_Exercise material_:

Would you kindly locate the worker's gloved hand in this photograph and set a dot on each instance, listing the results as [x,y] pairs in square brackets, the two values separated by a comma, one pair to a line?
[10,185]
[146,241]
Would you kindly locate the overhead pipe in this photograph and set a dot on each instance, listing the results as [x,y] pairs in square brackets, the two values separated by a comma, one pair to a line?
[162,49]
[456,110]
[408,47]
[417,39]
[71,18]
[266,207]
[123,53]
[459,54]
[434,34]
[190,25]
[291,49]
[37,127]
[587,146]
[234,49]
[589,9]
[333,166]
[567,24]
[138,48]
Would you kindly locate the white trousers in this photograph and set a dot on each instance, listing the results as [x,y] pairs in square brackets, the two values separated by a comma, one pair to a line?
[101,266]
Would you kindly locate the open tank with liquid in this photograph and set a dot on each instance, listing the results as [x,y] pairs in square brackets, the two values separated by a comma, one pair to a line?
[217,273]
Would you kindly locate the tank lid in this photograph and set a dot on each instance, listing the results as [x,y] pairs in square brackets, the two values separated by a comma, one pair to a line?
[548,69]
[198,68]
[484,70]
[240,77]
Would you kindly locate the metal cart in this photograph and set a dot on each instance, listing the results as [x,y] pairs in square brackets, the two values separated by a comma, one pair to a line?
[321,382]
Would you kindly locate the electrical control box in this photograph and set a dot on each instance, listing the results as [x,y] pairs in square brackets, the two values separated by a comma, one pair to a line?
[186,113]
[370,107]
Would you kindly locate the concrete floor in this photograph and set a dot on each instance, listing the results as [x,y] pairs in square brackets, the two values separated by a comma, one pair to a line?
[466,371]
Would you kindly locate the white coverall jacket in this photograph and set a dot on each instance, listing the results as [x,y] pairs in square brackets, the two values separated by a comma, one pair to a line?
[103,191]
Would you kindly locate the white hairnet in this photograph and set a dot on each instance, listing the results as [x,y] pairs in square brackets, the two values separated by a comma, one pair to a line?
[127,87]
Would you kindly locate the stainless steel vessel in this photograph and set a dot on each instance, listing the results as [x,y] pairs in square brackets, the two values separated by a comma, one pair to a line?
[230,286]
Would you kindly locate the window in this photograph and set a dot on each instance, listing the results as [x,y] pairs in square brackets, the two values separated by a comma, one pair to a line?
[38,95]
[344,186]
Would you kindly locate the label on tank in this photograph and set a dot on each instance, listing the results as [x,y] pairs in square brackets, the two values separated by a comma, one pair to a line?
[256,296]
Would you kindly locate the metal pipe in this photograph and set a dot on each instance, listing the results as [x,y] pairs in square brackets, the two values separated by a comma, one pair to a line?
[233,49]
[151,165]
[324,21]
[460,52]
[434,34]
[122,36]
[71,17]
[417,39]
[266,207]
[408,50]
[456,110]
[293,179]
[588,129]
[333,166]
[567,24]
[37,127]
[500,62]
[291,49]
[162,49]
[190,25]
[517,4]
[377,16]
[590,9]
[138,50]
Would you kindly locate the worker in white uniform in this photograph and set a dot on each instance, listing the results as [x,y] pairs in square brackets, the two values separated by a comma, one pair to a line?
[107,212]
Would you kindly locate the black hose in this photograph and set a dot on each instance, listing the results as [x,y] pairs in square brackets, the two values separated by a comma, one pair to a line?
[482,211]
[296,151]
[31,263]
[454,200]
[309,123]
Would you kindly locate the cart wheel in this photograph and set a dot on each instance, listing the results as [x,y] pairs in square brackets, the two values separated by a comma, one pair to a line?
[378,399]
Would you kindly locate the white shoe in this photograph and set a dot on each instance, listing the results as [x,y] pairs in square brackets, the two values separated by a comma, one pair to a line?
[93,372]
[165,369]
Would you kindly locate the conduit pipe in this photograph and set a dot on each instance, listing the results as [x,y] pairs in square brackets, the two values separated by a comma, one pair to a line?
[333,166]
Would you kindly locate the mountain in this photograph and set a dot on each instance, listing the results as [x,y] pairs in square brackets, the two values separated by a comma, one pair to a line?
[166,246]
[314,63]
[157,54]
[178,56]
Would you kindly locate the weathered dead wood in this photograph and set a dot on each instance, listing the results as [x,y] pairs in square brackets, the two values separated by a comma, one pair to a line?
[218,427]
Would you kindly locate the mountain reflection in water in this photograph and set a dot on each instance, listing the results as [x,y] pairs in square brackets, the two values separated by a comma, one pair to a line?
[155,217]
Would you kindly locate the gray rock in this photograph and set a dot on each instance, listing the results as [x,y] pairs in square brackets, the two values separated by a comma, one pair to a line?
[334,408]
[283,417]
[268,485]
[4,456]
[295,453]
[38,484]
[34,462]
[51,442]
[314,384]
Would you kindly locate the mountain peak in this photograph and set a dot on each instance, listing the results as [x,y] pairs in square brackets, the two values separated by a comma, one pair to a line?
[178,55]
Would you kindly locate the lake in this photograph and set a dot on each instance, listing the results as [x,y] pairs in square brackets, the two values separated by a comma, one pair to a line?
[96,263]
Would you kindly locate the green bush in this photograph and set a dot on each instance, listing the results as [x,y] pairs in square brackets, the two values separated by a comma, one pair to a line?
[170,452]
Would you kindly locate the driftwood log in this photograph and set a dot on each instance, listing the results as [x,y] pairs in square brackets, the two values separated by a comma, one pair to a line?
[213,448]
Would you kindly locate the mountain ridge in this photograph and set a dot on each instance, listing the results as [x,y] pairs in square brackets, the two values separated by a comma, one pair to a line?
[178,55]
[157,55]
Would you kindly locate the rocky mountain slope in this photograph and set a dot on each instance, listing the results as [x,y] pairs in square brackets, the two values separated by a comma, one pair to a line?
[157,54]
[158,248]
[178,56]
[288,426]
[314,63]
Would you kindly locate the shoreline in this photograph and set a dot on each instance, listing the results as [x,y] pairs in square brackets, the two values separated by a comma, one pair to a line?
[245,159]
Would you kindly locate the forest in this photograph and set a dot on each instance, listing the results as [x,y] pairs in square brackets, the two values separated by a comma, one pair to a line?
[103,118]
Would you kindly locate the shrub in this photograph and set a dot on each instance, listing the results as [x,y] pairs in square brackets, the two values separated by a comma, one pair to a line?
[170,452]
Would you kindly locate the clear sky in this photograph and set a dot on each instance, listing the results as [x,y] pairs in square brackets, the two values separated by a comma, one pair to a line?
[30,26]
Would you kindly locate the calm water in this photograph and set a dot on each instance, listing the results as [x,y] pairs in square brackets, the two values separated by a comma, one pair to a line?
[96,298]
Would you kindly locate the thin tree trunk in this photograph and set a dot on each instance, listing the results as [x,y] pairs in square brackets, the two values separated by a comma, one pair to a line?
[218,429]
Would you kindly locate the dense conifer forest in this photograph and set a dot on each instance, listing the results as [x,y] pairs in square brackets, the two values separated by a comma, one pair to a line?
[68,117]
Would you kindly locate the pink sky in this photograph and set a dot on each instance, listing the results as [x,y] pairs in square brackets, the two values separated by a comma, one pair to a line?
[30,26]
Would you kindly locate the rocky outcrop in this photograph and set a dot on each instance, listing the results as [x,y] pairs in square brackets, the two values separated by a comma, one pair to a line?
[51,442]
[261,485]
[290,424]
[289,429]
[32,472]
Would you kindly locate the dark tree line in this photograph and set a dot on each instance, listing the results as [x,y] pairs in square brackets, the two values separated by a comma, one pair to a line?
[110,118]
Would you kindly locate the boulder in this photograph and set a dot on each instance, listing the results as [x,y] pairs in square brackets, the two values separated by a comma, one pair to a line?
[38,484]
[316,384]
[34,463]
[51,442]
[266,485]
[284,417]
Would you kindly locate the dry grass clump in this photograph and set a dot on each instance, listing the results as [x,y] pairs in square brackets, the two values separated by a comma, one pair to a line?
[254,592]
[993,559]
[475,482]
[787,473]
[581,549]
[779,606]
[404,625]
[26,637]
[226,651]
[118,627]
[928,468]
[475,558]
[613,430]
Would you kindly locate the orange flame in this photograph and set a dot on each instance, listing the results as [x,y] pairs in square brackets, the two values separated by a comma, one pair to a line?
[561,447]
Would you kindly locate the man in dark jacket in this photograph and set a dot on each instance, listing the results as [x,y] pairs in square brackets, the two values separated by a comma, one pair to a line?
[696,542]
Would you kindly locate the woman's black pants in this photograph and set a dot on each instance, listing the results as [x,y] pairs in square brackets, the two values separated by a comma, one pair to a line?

_What is needed_: Restate word for word the lines from the one holding "Would you kindly locate the orange" to the end of the listing, both ends included, and nothing more.

_Answer to this problem_:
Would you kindly locate the orange flame in this photograph and set a dot on each instance, listing the results as [x,y] pairs in square brackets, the two values separated by a comma, one pair to a line?
[561,447]
Would you kindly locate the man in dark jacket in this photograph and set a dot on each instance, listing the results as [x,y] pairs in square brackets, the two values separated by a comma, one pair to a line?
[696,542]
Would you kindly locate the woman's black pants in this photograph and set a dot on each instance, listing the results as [x,y] pairs in square brackets, the two values separated by a comma, one pair to a line?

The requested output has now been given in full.